Completa quanto segue ::
a – Indica se ciascuna delle seguenti affermazioni concorda con il brano sulla comunicazione, rispondendo sì o no e citando le parole decisive del testo: (i) chi ascolta spesso annuisce senza aver capito davvero; (ii) la timidezza rende chi parla più loquace; (iii) il tempo rallenta di fronte alle debolezze umane.
b – Prosegui il brano sulla comunicazione a partire dalla sua ultima frase.

Brano da leggere ::
──────

Dopo lunghe e penose riflessioni, sono giunta alla conclusione che abbiamo un enorme problema di comunicazione: quando parliamo diamo sempre troppe cose per scontate, ciascuno di noi non si rende conto che l'interlocutore non conosce la maggior parte di quello che per noi é ovvio e scontato, gli equivoci e i malintesi si sprecano.
E la voce, il modo di parlare, il timbro: la nostra ansia diventa un modo troppo brusco di parlare, la difficoltà nel farsi capire aumenta i toni aspri e acuti, la timidezza si trasforma in rigidezza e brontolio a mezza voce. Chi ascolta spesso finisce per annuire senza aver realmente compreso, lo sguardo sfuggente e smarrito frammisto a dubbi mal formulati, a domande taciute per confusione e incertezza.
Un disastro: ciascuno si arrocca nelle sue convinzioni e il dialogo sprofonda in una palude di diffidenza reciproca.
Intanto il tempo, del tutto impermeabile alle umane debolezze, non guarda in faccia nessuno e continua a scorrere con implacabile metodicità.

──────

Righe fornite ::
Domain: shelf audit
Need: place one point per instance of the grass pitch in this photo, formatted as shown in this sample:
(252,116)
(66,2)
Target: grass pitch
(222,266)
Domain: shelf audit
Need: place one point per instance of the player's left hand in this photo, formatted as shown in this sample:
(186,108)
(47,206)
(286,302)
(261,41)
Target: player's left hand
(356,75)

──────

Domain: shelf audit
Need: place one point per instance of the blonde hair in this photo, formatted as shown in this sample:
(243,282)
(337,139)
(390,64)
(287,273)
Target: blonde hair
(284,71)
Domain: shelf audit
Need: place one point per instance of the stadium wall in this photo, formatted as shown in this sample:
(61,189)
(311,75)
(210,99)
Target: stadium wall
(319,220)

──────

Sezione risposte ::
a –
(i) Sì: "Chi ascolta spesso finisce per annuire senza aver realmente compreso".
(ii) No: "la timidezza si trasforma in rigidezza e brontolio a mezza voce".
(iii) No: "il tempo, del tutto impermeabile alle umane debolezze, non guarda in faccia nessuno e continua a scorrere con implacabile metodicità".

b –
Ad intervalli regolari, qualcuno viene a chiedermi lumi o istruzioni come se fossi depositaria di ogni conoscenza. Spesso le devo riprendere, non perché non siano bravissime e non ci mettano l'anima, ma perché non si rendono proprio conto di come talvolta non riescano a farsi capire, di non stancarsi mai di dare l'ennesimo chiarimento, l'ennesima spiegazione, di accompagnare sempre tutto con un sorriso per stemperare ed alleggerire la difficoltà di comunicazione.
Ed ecco il dramma: una cliente chiede di parlare proprio con me. Mi avvisano tese, la preoccupazione di avere commesso un errore, di avere detto o fatto la cosa sbagliata, il bisogno di giustificarsi a priori espresso col tono della recriminazione e della lamentela.
Lascio quello che stavo facendo, faccio un respiro profondo e mi preparo ad affrontare l'ennesimo problema della giornata, forse il più delicato.
"Sono venuta a ritirare i farmaci della mamma". Non sono ancora pronti, é solo mercoledì, abbiamo di nuovo confuso le date di consegna? Eppure, ultimamente, eravamo diventate bravissime, questo errore non lo avevamo più fatto...
Tra panico ed imbarazzo, cerco di inventarmi una soluzione estemporanea.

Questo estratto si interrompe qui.